Clinical and laboratory characteristics of lymphoid neoplasms in serous effusions: a single centre experience in China

Link to article at PubMed

Diagn Cytopathol. 2020 Aug 5. doi: 10.1002/dc.24556. Online ahead of print.

ABSTRACT

BACKGROUND: Lymphoid neoplasms in serous effusions are uncommon, and the details of lymphoid neoplasms in serous effusions from China are still unclear.

METHODS: Between January 2004 and December 2019, all patients with lymphoid neoplasms in pleural effusions, ascites, and pericardial effusions in our hospital, were reviewed.

## Tasks for this exercise
(1) Repeat the abstract on lymphoid neoplasms in serous effusions word for word, starting at "Clinical and laboratory" and ending at "ahead of print.".
(2) Go on with the abstract on lymphoid neoplasms in serous effusions from the point where it stops.
You can ignore the items; none of them are needed.

[Items taken from a dataset]
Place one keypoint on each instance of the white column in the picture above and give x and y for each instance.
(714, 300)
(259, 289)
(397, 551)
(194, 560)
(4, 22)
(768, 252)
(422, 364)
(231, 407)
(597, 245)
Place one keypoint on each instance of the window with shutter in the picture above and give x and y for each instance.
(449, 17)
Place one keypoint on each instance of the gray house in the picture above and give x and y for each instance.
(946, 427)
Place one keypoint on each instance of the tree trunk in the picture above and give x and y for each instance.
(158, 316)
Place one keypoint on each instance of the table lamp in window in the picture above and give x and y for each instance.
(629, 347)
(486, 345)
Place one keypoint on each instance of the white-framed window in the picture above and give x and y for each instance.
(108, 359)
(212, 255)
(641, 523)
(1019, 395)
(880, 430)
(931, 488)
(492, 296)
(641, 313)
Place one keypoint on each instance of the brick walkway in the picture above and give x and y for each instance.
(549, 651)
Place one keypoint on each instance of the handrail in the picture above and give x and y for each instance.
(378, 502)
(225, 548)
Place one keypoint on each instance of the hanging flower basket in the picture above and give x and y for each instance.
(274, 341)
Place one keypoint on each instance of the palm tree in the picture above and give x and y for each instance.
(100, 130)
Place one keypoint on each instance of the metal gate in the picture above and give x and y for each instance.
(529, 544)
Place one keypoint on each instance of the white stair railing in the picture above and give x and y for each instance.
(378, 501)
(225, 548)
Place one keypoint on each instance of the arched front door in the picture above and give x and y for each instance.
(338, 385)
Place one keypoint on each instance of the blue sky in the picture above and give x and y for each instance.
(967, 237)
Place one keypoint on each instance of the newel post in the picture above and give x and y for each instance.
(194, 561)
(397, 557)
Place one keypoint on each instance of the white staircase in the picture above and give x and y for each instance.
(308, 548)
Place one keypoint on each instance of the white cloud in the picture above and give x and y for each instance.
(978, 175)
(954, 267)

## Expected results
(1)
Clinical and laboratory characteristics of lymphoid neoplasms in serous effusions: a single centre experience in China

Link to article at PubMed

Diagn Cytopathol. 2020 Aug 5. doi: 10.1002/dc.24556. Online ahead of print.

(2)
RESULTS: A total of 65 patients with lymphoid neoplasms were collected during this period. The top three neoplasms were diffuse large B-cell lymphoma (DLBCL) (n = 20, 30.7%), myeloma (n = 13, 20.0%), and T-lymphoblastic lymphoma (n = 7, 10.8%). In pleural effusions involving DLBCL, the cytomorphology of DLBCL cells was diverse; most pleural effusions were present during the tumor course (92.9%); bilateral pleural effusions were predominant (57.2%); and the median survival time was only 1.23 months after the effusion. In pleural effusions involving myeloma, 90.9% of cases (10/11) had a high ratio (> 1.0) of immature to mature plasma cells; paraprotein types of IgA (36.4%) and light chain λ (36.4%) were the most frequently found; bilateral pleural effusions were easily found (n = 10, 90.9%); and the median survival time was only 1.4 months after the effusion.

CONCLUSION: In pleural effusions involving DLBCL, most of our patients with effusions are present during the tumor course, and bilateral pleural effusions are predominant. In pleural effusions involving myeloma, the paraprotein types of IgA and light chain λ are the most frequently found, and it has a high ratio of immature to mature plasma cells in pleural effusions.